Dataset content below:

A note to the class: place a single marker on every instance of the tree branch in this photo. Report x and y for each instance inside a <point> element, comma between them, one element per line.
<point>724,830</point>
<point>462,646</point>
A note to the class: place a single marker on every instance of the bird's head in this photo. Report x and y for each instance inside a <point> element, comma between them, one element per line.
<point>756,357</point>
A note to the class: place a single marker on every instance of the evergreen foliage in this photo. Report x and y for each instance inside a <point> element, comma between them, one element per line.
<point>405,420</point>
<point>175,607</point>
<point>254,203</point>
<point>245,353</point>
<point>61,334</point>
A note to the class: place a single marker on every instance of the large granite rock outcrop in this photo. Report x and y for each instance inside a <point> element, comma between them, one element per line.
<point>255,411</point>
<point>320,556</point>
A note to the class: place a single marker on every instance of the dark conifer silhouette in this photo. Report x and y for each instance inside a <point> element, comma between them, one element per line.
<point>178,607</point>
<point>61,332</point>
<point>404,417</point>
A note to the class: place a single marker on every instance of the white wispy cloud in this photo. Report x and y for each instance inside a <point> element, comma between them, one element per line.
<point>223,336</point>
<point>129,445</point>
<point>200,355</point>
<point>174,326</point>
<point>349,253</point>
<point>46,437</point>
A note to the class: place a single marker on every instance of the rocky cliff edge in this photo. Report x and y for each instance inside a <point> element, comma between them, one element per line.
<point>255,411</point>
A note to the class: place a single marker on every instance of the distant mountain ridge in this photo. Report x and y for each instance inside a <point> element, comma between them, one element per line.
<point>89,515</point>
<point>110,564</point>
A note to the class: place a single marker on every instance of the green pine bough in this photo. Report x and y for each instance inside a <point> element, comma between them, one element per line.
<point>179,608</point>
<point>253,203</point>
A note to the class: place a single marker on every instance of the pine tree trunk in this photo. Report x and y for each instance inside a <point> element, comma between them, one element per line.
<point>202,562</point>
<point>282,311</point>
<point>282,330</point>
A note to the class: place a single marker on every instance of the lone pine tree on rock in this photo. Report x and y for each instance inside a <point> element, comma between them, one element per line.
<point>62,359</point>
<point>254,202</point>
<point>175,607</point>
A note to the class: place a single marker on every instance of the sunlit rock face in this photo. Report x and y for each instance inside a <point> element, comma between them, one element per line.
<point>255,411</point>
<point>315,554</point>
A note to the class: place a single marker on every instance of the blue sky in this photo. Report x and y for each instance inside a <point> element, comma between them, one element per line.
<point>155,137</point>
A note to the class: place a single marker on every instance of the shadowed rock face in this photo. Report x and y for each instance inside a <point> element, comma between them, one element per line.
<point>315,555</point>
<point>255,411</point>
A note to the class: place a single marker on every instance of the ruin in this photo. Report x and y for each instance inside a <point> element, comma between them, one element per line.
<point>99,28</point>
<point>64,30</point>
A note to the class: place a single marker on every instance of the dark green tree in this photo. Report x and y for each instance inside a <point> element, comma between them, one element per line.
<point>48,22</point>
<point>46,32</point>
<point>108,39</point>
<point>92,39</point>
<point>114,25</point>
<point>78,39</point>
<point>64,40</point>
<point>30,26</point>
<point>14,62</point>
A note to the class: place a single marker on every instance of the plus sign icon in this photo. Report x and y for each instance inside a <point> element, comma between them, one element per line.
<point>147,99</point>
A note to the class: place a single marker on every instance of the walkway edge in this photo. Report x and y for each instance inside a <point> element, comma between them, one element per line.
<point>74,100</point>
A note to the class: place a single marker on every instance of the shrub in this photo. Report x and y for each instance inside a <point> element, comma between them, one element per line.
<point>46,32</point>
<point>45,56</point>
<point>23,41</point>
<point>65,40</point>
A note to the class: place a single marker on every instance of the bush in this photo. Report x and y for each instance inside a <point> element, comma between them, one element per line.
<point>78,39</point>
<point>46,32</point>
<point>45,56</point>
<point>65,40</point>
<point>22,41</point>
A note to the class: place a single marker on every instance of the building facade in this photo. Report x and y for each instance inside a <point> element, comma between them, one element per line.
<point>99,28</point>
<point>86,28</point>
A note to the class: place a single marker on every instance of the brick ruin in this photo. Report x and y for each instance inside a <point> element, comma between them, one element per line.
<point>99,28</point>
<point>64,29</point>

End of Dataset content.

# Try it:
Repeat only the lines starting at the one that contains "of the bush" and ending at the last line above, exactly as written.

# Result of this task:
A note to the class: place a single marker on every instance of the bush in this photo. Report x and y for each instance inside a <point> element, comma between them, one element per line.
<point>78,39</point>
<point>46,32</point>
<point>45,56</point>
<point>65,40</point>
<point>22,41</point>
A note to the class: place a single marker on every instance of the building facade in this photo. Report x and y for each instance inside a <point> element, comma between them, one element per line.
<point>99,28</point>
<point>86,28</point>
A note to the class: place a single marker on every instance of the brick ruin in this photo. Report x and y for each instance inside a <point> element, comma between them, one element per line.
<point>99,28</point>
<point>64,29</point>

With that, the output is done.